>>>
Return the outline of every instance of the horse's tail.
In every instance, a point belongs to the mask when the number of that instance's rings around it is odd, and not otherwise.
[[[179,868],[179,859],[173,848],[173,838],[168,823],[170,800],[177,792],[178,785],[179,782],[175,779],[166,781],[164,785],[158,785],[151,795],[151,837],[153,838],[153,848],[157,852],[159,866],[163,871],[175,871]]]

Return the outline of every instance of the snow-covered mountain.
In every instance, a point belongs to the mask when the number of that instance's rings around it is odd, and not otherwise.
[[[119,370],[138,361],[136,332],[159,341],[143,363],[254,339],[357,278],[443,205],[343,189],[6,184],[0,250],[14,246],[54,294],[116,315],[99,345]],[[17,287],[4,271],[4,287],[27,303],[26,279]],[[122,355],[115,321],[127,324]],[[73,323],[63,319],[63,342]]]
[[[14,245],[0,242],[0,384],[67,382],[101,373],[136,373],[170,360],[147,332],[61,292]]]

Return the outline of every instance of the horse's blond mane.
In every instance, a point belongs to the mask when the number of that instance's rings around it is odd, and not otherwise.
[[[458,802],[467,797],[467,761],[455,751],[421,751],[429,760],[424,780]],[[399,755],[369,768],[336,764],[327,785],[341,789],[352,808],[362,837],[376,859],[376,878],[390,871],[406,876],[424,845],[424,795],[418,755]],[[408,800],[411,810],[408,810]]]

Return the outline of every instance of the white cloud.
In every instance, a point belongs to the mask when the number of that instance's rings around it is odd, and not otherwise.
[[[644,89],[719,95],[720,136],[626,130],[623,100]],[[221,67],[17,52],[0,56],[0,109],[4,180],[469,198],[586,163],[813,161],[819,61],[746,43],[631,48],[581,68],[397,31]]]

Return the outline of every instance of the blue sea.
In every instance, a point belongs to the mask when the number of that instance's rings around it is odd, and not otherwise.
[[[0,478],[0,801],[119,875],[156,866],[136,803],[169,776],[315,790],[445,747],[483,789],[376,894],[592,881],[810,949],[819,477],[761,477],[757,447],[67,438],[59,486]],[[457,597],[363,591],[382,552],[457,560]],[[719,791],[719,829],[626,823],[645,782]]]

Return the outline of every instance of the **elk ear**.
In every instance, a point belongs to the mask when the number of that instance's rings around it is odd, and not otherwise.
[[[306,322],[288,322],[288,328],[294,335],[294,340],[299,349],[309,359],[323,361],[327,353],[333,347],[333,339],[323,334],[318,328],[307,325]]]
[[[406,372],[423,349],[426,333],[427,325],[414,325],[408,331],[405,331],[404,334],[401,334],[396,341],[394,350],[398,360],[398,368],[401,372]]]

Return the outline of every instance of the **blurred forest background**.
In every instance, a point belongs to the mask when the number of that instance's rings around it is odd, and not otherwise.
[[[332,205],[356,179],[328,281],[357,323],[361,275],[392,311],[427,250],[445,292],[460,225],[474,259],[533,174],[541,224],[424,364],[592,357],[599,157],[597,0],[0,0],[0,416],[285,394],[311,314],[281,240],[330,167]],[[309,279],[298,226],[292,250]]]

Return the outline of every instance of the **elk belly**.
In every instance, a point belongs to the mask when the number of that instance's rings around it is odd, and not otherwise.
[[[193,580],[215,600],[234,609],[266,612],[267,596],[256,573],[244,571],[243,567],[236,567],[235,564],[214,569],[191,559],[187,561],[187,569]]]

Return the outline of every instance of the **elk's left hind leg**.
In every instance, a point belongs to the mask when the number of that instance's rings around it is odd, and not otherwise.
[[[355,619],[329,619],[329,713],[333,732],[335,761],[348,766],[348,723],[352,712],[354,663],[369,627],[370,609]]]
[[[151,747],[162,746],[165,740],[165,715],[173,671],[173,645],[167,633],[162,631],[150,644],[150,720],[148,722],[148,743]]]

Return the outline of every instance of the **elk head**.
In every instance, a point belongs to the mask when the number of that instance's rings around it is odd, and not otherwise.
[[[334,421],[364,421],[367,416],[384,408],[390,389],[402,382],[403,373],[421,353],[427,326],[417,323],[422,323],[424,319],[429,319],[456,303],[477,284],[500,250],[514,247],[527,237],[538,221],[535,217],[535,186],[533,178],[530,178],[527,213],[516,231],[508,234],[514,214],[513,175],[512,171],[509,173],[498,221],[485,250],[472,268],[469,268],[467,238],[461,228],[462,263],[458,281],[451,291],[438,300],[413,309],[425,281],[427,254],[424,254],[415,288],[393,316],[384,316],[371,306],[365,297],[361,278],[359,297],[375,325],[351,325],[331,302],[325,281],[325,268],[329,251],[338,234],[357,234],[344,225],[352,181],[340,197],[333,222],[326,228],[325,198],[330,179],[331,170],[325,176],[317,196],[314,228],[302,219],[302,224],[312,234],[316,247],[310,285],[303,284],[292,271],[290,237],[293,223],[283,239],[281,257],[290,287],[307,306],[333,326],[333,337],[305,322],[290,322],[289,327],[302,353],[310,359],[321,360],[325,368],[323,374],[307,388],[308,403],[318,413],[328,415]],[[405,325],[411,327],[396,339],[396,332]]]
<<<
◆ DIRECTIONS FOR THIS TASK
How many lines in the rows above contain the string "horse"? Reply with the number alone.

◆ OUTPUT BELOW
2